Task to complete: Pull out every line in the records below that contains the string "lioness". Case counts.

Records for this exercise:
......

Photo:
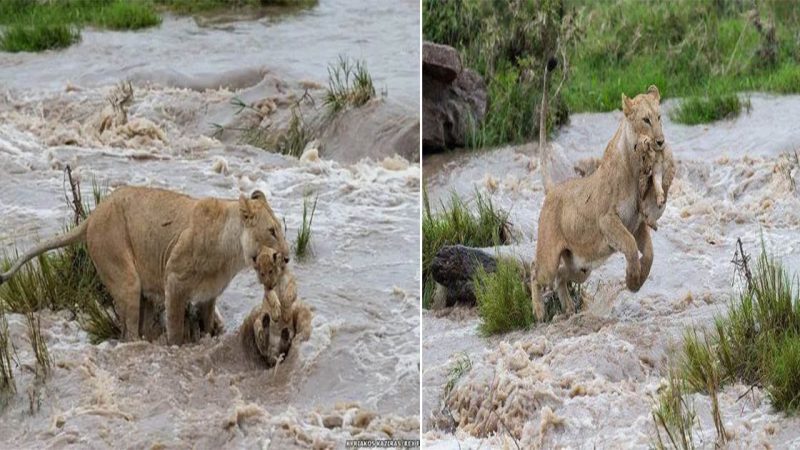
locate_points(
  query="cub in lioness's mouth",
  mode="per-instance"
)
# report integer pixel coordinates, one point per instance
(165, 245)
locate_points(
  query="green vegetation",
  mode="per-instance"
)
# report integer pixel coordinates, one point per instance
(456, 224)
(64, 279)
(504, 301)
(301, 244)
(349, 85)
(34, 25)
(460, 366)
(6, 347)
(695, 110)
(294, 140)
(44, 362)
(674, 415)
(757, 343)
(509, 44)
(685, 47)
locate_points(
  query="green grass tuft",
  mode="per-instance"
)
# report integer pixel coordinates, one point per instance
(33, 25)
(349, 85)
(44, 362)
(696, 110)
(504, 301)
(508, 44)
(64, 279)
(7, 384)
(128, 16)
(38, 36)
(757, 343)
(456, 224)
(460, 366)
(294, 140)
(303, 241)
(674, 415)
(688, 48)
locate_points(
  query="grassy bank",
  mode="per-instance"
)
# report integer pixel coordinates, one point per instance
(32, 25)
(455, 223)
(757, 343)
(64, 279)
(689, 49)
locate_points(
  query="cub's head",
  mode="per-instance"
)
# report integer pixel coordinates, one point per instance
(644, 115)
(274, 338)
(262, 228)
(269, 267)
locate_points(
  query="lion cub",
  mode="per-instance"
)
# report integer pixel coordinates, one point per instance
(270, 265)
(655, 163)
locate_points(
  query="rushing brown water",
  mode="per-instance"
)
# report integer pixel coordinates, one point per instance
(358, 375)
(590, 381)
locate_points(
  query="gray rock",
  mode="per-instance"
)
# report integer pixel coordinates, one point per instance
(440, 62)
(450, 106)
(454, 267)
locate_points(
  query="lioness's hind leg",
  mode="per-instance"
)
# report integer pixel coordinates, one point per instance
(122, 282)
(115, 266)
(543, 272)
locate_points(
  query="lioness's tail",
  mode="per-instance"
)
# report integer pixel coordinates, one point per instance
(73, 236)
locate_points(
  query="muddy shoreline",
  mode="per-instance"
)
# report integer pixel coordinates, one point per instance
(592, 379)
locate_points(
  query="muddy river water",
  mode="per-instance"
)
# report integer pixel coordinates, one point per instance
(358, 375)
(590, 381)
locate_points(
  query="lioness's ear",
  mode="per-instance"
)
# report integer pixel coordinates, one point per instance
(258, 195)
(245, 209)
(653, 91)
(627, 105)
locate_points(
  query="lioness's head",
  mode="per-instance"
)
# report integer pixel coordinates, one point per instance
(643, 113)
(262, 228)
(269, 267)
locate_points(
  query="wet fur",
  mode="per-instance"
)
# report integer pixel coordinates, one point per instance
(584, 221)
(170, 248)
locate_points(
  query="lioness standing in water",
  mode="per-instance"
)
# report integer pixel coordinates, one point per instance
(585, 220)
(170, 247)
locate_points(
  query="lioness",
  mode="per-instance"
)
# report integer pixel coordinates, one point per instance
(585, 220)
(165, 245)
(657, 167)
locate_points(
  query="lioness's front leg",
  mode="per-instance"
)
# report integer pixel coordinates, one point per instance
(176, 296)
(645, 246)
(620, 239)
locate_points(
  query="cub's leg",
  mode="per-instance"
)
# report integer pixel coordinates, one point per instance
(645, 245)
(621, 240)
(567, 273)
(658, 183)
(112, 257)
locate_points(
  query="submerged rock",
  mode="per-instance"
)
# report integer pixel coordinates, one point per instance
(454, 267)
(454, 99)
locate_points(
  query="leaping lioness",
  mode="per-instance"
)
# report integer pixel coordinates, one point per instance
(585, 220)
(165, 245)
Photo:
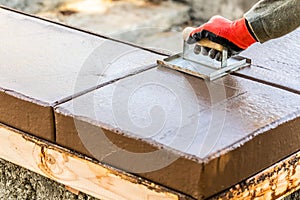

......

Response:
  query="cub in lioness's mouth",
  query="lioness's hind leg",
  query="lioness's tail",
  query="lioness's ear",
  query="lioness's head",
  query="lioness standing in water",
  query="lioness",
  query="lioness's front leg",
  query="leaping lioness",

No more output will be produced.